* _Data listing_:

##############################

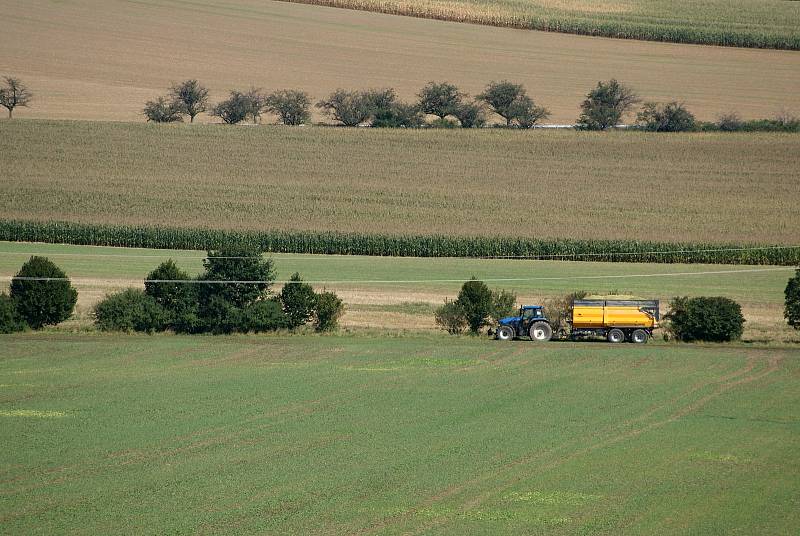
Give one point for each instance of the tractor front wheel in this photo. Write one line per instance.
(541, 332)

##############################

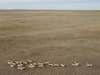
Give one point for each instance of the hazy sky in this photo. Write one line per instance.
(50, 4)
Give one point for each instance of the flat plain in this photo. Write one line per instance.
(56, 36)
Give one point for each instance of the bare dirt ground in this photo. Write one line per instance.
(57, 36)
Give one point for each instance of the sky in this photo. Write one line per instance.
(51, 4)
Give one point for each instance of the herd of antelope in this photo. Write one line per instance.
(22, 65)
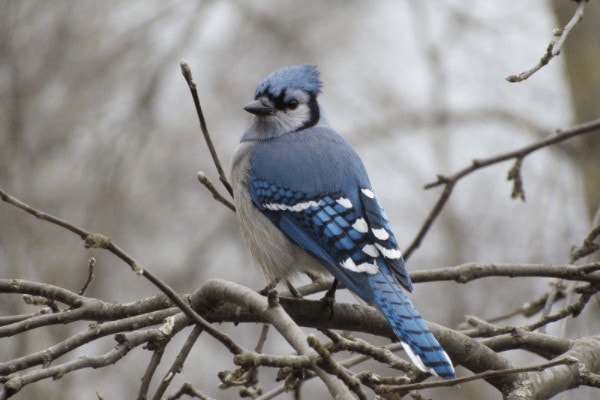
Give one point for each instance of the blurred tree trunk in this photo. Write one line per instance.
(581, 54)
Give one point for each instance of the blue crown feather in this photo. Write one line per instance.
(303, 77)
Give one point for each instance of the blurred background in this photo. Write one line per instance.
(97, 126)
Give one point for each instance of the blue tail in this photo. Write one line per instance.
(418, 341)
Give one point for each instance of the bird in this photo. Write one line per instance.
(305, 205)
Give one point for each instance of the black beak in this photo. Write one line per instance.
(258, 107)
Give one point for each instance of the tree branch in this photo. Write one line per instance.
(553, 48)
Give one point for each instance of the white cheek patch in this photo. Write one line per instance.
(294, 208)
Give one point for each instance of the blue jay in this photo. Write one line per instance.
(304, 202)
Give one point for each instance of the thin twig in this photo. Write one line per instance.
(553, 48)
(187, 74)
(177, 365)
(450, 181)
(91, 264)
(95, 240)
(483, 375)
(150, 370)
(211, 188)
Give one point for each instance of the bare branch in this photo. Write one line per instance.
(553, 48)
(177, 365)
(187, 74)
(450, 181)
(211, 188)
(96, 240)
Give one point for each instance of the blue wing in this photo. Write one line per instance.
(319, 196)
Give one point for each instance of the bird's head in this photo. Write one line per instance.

##############################

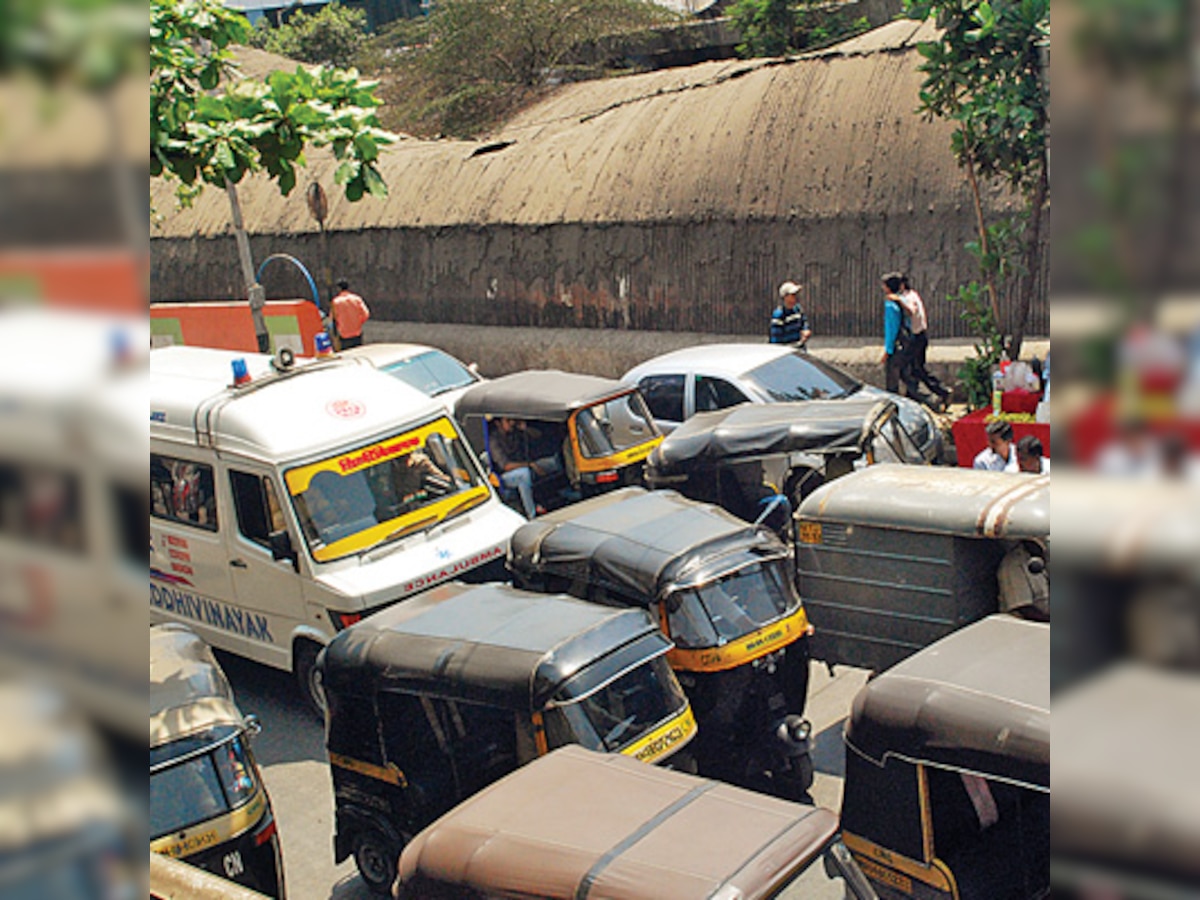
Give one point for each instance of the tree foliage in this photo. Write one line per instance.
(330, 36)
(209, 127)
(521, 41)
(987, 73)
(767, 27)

##############################

Reproduce exactly the entries above, limited to the lines from the one with "Give one point for each instance of the blue wing" through the one with "Give one point for each instance of the bird's", both included.

* _Written reply_:
Give one point for each instance of the blue wing in this photo. Write one line per instance.
(319, 196)
Give one point for each instance of the bird's head in this photo. Write one line per instance.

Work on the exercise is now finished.